◆ **INFORMATION**
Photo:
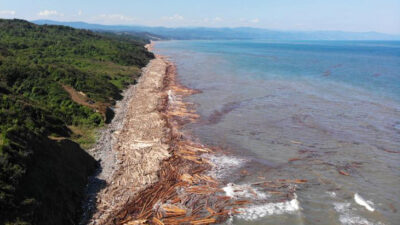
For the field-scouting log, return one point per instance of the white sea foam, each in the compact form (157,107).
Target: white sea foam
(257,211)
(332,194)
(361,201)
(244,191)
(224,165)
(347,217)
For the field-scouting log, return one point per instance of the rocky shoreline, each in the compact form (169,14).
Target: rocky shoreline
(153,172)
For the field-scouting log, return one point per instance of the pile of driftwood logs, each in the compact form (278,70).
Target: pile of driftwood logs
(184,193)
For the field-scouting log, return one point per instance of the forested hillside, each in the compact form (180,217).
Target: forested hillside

==

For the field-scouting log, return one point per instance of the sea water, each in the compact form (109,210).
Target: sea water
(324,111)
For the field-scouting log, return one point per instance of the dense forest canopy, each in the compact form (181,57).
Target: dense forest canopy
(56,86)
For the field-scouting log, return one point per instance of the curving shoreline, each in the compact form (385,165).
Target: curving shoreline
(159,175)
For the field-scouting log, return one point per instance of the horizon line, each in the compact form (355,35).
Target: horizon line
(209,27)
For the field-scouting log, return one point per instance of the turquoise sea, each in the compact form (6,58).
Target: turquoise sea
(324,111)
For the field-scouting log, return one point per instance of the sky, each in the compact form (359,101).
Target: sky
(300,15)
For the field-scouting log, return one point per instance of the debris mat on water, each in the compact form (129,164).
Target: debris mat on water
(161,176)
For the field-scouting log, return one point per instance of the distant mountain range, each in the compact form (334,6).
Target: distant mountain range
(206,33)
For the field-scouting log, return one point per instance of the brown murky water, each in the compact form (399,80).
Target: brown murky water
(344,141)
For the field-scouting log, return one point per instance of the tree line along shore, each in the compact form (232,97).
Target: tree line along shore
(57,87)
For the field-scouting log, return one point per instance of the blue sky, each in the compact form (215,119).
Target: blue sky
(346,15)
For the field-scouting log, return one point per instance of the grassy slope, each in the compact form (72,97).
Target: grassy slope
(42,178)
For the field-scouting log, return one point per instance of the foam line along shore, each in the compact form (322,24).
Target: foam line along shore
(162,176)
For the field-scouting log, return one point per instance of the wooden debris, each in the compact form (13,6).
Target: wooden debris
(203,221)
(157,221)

---

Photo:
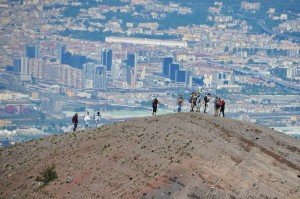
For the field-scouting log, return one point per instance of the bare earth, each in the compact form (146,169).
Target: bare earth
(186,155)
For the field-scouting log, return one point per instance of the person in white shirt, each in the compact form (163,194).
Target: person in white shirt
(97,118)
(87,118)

◆ **TASK BRIEF**
Determine how many lines in the data above contain the string "hillside". Give nothing except the number.

◆ **RESULT**
2